Start of PROVIDED RECORDS
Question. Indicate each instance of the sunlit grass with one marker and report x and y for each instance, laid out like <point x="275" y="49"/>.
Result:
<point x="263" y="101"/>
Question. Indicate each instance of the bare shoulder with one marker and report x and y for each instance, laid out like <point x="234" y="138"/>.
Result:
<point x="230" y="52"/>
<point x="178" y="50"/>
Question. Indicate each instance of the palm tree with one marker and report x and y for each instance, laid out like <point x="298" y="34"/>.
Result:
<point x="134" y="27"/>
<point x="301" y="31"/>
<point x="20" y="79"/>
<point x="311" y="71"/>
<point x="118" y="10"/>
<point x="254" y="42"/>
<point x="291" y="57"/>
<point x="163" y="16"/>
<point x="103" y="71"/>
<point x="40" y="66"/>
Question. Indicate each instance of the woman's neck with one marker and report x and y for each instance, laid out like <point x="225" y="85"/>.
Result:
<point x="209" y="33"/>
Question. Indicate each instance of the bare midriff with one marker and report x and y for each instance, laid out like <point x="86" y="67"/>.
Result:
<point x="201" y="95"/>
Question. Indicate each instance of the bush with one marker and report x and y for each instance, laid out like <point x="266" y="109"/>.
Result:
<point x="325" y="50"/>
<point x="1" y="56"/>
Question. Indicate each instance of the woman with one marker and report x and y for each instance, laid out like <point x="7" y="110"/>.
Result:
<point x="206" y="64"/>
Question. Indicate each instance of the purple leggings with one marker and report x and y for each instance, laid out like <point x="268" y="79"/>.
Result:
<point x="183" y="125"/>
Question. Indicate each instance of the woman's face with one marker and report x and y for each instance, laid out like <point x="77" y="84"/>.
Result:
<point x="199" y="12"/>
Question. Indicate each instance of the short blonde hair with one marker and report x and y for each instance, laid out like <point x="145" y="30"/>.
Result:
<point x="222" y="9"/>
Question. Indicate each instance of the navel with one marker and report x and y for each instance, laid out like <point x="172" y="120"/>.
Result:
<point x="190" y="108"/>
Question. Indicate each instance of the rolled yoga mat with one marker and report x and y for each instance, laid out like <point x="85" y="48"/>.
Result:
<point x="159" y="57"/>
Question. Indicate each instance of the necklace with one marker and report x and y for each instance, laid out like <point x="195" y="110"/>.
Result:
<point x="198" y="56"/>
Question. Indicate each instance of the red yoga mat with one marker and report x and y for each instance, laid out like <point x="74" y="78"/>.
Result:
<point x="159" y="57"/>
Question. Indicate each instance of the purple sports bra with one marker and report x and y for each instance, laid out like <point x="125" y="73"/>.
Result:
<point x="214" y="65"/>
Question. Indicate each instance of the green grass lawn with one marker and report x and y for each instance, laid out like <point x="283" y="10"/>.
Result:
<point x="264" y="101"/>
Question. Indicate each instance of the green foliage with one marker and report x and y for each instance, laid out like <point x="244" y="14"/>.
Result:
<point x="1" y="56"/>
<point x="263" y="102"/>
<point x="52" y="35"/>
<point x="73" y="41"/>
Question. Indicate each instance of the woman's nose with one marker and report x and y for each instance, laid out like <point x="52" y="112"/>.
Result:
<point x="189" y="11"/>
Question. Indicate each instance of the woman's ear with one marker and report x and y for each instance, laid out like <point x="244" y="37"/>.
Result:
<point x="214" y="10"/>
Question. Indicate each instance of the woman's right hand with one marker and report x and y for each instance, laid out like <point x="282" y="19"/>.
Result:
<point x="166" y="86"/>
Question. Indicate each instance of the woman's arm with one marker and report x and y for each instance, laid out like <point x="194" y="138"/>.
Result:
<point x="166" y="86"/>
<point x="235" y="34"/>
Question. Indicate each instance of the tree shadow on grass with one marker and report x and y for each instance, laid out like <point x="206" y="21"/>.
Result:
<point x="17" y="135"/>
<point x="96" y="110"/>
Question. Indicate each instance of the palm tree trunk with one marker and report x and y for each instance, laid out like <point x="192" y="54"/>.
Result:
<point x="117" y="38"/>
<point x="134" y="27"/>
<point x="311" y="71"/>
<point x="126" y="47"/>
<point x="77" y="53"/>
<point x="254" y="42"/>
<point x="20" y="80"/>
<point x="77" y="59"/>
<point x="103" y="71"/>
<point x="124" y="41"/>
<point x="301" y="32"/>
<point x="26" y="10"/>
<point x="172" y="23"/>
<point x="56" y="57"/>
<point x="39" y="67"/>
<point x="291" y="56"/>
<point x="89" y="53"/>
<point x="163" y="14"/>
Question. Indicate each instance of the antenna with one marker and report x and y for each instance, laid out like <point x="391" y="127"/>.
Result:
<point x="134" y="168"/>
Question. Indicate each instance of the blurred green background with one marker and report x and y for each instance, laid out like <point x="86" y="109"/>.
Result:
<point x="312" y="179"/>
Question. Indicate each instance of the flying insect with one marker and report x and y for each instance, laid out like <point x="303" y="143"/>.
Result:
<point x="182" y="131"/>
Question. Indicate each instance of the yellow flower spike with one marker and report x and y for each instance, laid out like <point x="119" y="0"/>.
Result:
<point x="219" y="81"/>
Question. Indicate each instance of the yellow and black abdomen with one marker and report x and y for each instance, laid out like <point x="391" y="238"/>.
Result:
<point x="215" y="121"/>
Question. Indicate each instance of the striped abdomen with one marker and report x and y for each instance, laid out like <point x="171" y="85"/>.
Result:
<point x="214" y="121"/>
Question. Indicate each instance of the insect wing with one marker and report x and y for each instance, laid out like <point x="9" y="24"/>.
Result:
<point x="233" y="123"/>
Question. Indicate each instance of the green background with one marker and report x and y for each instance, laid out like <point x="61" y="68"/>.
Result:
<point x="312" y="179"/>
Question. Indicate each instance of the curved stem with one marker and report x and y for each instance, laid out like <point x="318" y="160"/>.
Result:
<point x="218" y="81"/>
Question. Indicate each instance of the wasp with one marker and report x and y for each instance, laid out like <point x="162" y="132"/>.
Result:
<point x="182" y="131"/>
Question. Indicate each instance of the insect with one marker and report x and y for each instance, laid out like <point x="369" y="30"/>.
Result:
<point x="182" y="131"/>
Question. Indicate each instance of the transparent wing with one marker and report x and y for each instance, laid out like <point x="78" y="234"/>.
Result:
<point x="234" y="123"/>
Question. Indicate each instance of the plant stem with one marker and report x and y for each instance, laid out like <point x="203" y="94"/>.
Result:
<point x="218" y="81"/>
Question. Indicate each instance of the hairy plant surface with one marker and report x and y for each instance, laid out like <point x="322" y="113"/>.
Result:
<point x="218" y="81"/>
End of PROVIDED RECORDS
◆ **EXERCISE DESCRIPTION**: Copy exactly the line containing "Question. Indicate each instance of the plant" and each line after it through the end of the records above.

◆ **RESPONSE TO THE EXERCISE**:
Question. Indicate each instance of the plant stem with one marker and report x and y for each instance, laid out like <point x="203" y="94"/>.
Result:
<point x="218" y="81"/>
Question. Indicate each instance of the hairy plant surface with one marker and report x and y for each instance, laid out like <point x="322" y="113"/>.
Result:
<point x="218" y="81"/>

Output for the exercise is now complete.